── Artigo ──
O prédio sobre o qual se construiria
a torre encontra-se abandonado há
anos, deteriorado e enfeiando a av.
Paulista. O projeto foi bem recebido
por arquitetos, entidades e personalidades que enxergam nele atração que
existe em muitas grandes cidades do
mundo e confirmam o interesse das
pessoas em sua visitação.
O Masp conseguiu patrocínio privado que lhe permitiu adquirir o prédio, garantir sua adaptação para uma
escola de arte, abrangendo vários
campos de atividade em nível de pós-graduação, área na qual o país é carente. Tudo sem apelar seja para incentivos da Lei Rouanet ou para desconto
no Imposto de Renda.
Não há exemplo de doação de tal
vulto para área cultural por entidades
privadas. A única contrapartida pleiteada pelos doadores seria a vinculação do nome da empresa ao empreendimento por período de dez anos.
Assinalava, no artigo, que a prevalecer o veto do Conpresp, o Masp teria
de devolver os recursos obtidos, perdendo a única oportunidade de crescimento e ampliação.
A apelação apresentada ao próprio
Conpresp não foi aceita, obrigando o
Masp a entrar na Justiça para fazer
prevalecer o que consideramos nosso
direito. Na petição, feita pelo escritório do jurista Ives Gandra Martins, há
a citação de trecho do manifesto publicado em 1887 no jornal "Le
Temps", de Paris, sob o título "Protestation contre la tour de M. Eiffel", que
vou me permitir transcrever a seguir
em tradução livre.
"Nós, escritores, pintores, escultores, arquitetos amadores apaixonados pela beleza até aqui intacta de Paris, vimos protestar com todas as nossas forças, com toda a nossa indignação, em nome do bom gosto francês,
ao qual não se está fazendo justiça, em
nome da arte e da história francesa
ameaçadas, contra a ereção, em pleno
coração de nossa capital, da inútil e
monstruosa torre Eiffel, que a língua
ferina do povo, freqüentemente impregnada de bom senso e de espírito
de justiça, já batizou de torre de Babel. A cidade de Paris vai associar-se,
por período tão longo, às bizarras e
mercantilistas idéias de um construtor de máquinas, para se enfeiar irreparavelmente e se desonrar?
"É suficiente, ademais, para que se
renda conta do que antevemos, imaginar um instante uma torre vertiginosamente ridícula, dominando Paris, como uma negra e gigantesca chaminé de usina, humilhando com seu
vulto bárbaro todos os nossos monumentos, amesquinhando toda nossa
arquitetura, fazendo-os desaparecer.
───
### [Exercício proposto 1]
Encontre nos registros abaixo todas as linhas que contêm a palavra "door" e copie essas linhas. Maiúsculas e minúsculas fazem diferença.
── Registros extraídos ──
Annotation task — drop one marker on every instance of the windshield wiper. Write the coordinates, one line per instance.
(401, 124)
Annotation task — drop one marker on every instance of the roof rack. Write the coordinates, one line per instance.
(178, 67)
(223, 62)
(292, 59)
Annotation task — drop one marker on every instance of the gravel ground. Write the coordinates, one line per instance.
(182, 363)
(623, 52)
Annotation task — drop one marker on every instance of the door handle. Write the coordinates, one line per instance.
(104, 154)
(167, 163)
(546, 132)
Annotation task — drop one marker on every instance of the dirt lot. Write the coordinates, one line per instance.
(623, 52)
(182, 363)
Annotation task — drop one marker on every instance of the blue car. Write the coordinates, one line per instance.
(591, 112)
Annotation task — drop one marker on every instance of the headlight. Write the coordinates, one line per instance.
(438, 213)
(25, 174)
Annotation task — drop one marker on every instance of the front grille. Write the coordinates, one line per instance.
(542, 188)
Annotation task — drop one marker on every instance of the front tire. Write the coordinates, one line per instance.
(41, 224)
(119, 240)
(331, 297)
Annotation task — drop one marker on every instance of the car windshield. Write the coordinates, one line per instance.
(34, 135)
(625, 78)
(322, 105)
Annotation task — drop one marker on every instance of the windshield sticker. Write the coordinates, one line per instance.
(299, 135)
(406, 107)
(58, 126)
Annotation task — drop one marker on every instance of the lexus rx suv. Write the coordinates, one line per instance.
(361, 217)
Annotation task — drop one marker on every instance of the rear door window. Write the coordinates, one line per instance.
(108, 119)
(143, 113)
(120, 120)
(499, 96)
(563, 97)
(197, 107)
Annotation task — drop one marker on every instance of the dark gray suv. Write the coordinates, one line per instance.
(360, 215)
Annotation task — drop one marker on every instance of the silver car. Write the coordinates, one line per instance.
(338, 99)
───
### [Exercício proposto 2]
Segundo o artigo, por que o Masp teve de entrar na Justiça? Responda em uma a três frases.

### [Resposta esperada 1]
Annotation task — drop one marker on every instance of the door handle. Write the coordinates, one line per instance.
Annotation task — drop one marker on every instance of the rear door window. Write the coordinates, one line per instance.

### [Resposta esperada 2]
O Masp teve de entrar na Justiça porque o próprio Conpresp não aceitou a apelação que o museu lhe apresentou. Com isso, a via judicial ficou como o meio de fazer prevalecer o que o artigo considera direito do Masp.